**FRAGMENTO DEL DOCUMENTO**
⟨
Gracias Dr.Zoidberg, entendido. Manteniendo la misma señal de entrada, pero diminuindo la ganancia, crees que en la practica pierdo calidad?(potencia, se que sí) Gracias


----------



## Dr. Zoidberg (Ago 25, 2020)

Hugo Pippan dijo:


> Manteniendo la misma señal de entrada, pero diminuindo la ganancia, crees que en la practica pierdo calidad?


No necesariamente, pero si bajás mucho la ganancia podes desestabilizar el amplificador y convertirlo en un oscilador. La ganancia del amplificador del primer post es completamente razonable (26dB) y es un valor muy usado en todo tipo de amplificadores de relativamente baja potencia, así que YO no la cambiaría.
Lo que sí va contra la calidad del audio es que ese amplificador tiene los drivers + etapa de salida en configuración Darlington, pero la polarización estática no alcanza para lograr el funcionamiento en clase AB (ni siquiera para una clase B "pura") por que la tensión desarrollada por la serie de diodos en el colector el VAS solo alcanza a polarizar dos de las cuatro junturas base-emisor ==> es imposible eliminar/minimizar la distorsión por cruce y es muy audible a bajo volumen.

Comentá por que querés bajar la ganancia...


----------



## Hugo Pippan (Ago 25, 2020)

Son dos los motivos principales por la que preguntaba. Primeramente porque no sabia la forma adecuada/conveniente de hacerlo, en esta etapa, tanto para subir como bajar. La otra es que , por ejemplo por un tiempo no tengo parlantes adecuados( referente a potencia) pero quiero usar el proyecto tal cual, corro el riesgo que un tercero le meta alto volumen y los parlantes Adiós Pampa mia, tampoco queria modificar ni pre, ni potenciometro ni resistencia a masa, mucho menos tension de fuente. En el momento que disponga de una buena carga hago el ajuste nuevamente. puede que suene la idea disparatada , pero se me ocurrió. Acepto críticas y/o sugestiones.
-Recuerdo unos cuantos años atras, algunos modelos de audio donde se regulaba via transistores de potencia la tension de la fuente, inclusive en fuentes simétricas, actualmente se esta recomendando para alguna ocasión?
-Digamos que quiero provar unos 60W, un buen tiempo, pero no quiero escucharlo(problema ambiente), podría poner un trecho medido (ohms) de una resistencia de alambre tipo calentador, lluviero etc, mismo sabiendo que es netamente resistivo, a diferencia de una bobina móvil. A los efectos de observar los transistores de potencia, es viable? cuanto difiere de la realidad?. Gracias


----------



## Dr. Zoidberg (Ago 25, 2020)

No creo que tu idea funcione muy bien si alguien está empeñado en meter una señal de alto nivel... a menos que sepas que tan alto es el nivel que le pueden dar y cuanto es lo que en realidad resisten tus parlantes. Demasiadas cosas desconocidas para mi gusto.
Yo dejaría todo como está está y agregaría un preset (potenciómetro de ajuste) a las entrada del amplificador..tal como si fuera un control de volumen pero inaccesible desde el exterior. Así puedes ajustar a tu gusto la señal de excitación del amplificador y cuando ya no lo necesites, lo quitás y listo.
⟩
**MATERIAL PROPORCIONADO**
⟨
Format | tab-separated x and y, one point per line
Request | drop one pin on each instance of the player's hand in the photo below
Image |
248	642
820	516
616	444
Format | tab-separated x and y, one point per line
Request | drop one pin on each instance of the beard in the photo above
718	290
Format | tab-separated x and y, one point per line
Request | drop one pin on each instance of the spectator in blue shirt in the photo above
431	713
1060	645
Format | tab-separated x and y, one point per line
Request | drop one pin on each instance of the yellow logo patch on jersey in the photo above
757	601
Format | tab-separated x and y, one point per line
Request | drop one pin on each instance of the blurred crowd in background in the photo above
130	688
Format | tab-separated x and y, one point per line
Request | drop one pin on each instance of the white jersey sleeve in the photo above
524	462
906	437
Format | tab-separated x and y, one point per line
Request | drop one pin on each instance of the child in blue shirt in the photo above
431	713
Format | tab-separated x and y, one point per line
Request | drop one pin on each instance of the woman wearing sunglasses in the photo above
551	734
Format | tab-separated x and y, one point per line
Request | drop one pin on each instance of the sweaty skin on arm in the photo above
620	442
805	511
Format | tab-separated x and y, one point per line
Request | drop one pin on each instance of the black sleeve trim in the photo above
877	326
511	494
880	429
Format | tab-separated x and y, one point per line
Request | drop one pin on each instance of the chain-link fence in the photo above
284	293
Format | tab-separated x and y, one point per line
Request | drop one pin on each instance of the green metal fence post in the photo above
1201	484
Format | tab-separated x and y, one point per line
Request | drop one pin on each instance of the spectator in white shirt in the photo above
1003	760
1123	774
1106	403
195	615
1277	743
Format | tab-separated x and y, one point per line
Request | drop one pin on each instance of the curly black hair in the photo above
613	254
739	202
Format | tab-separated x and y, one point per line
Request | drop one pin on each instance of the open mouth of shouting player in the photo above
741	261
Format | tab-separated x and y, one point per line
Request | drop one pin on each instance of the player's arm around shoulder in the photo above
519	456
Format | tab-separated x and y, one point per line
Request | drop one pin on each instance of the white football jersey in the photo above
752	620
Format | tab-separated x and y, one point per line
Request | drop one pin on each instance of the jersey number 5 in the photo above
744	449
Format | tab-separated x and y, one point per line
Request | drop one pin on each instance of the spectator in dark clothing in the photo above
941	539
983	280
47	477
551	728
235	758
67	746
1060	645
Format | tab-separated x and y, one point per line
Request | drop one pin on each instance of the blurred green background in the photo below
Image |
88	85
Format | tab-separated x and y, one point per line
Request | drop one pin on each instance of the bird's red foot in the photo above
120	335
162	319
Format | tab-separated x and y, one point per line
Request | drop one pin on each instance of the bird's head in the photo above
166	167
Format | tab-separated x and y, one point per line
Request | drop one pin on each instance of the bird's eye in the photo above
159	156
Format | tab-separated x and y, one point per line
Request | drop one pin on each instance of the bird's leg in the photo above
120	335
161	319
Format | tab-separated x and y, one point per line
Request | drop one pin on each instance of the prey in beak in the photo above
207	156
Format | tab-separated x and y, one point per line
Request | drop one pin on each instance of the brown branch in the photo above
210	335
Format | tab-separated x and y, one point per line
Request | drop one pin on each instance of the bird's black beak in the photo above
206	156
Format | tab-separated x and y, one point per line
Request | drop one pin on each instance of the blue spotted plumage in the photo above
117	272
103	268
⟩
⟨
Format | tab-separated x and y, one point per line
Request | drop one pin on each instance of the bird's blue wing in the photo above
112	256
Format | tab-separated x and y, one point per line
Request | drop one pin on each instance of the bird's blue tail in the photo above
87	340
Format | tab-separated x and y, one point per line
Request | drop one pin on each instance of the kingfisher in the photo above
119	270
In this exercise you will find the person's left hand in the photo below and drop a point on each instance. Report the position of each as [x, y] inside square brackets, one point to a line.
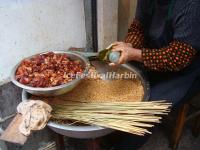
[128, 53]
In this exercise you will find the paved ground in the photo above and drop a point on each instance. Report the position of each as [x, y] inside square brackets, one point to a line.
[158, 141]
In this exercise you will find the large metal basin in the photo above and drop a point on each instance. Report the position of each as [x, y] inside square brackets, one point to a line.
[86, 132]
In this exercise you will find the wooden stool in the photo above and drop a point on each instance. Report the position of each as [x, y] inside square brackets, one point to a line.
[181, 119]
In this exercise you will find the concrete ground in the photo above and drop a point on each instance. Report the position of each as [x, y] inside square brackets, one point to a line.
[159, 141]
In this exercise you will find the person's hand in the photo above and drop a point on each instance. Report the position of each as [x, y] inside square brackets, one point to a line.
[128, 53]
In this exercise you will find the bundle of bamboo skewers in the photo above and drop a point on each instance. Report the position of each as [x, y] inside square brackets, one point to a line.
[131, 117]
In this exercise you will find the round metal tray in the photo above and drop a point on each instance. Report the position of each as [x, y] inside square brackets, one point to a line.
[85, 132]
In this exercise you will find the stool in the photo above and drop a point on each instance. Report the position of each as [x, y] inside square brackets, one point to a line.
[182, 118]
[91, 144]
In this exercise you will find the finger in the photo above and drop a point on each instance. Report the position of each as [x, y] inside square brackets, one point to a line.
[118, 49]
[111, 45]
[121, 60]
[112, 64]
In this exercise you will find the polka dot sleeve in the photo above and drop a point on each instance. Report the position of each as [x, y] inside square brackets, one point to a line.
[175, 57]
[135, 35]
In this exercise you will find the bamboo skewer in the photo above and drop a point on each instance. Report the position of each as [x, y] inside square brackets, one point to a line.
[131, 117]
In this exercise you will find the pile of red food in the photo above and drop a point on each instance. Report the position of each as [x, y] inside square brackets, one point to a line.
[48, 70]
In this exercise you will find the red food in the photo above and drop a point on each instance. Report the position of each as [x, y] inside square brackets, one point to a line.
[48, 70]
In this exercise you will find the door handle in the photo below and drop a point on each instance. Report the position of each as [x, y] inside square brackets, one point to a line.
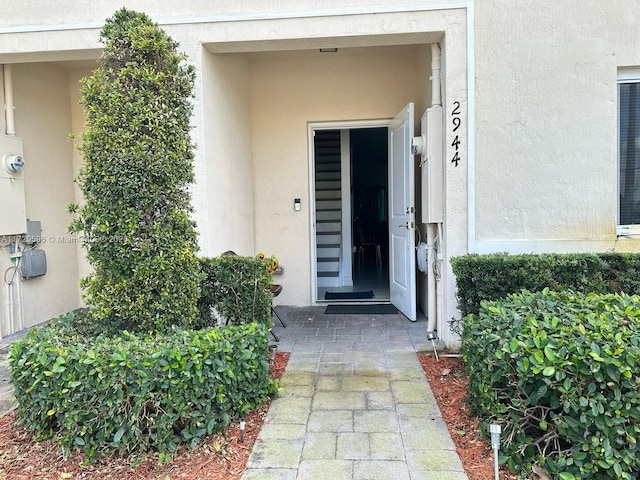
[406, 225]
⟩
Escribe la siguiente parte del hilo del foro sobre la ganancia del amplificador, empezando justo después de su última frase.

Algo muy parecido a esto:








						Como conectar un potenciómetro de volumen | INVENTABLE.EU
					

Cuando agregamos un control de volumen a la entrada de un amplificador, a menudo nos surge la duda sobre como conectar los cables. La salida del potenciómetro que va a la entrada del amplificador es la conexión más fácil: es el terminal central. La cosa se complica con el terminal de masa y de...



					www.inventable.eu
				



pero con un potenciómetro como estos de la izquierda:




__





						Cómo funciona un Preset ó Resistencia Ajustable
					

Buenos días, no tengo muy en claro el funcionamiento del preset. Mi cuestión es que, por ejemplo, en un preset de 10 Kohm, colocando las puntas de prueba del óhmetro en los extremos del mismo, puedo medir 10 Kohm, pero si coloco una en el medio y otra en algún terminal de sus extremos mido: 4...




					www.forosdeelectronica.com
				



Con un poco de artesanía debería darte la solución sin modificar nada serio...


----------



## Hugo Pippan (Ago 25, 2020)

Entendido , gracias.


----------



## En Clave de Retro (Sep 7, 2020)

Hugo Pippan dijo:


> Manteniendo la misma señal de entrada, pero diminuindo la ganancia, crees que en la practica pierdo calidad?



Como muy bien ha indicado @Dr. Zoidberg, puede volver inestable el amplificador porque disminuir la ganancia aumenta la realimentación. Si has usado amplificadores operaciones, sabrás que cuando menos estables son es cuando se usan como seguidores (es decir, ganancia 1), y, sin embargo, son más estables cuando funcionan con mayor amplificación.



Hugo Pippan dijo:


> -Recuerdo unos cuantos años atras, algunos modelos de audio donde se regulaba via transistores de potencia la tension de la fuente, inclusive en fuentes simétricas, actualmente se esta recomendando para alguna ocasión?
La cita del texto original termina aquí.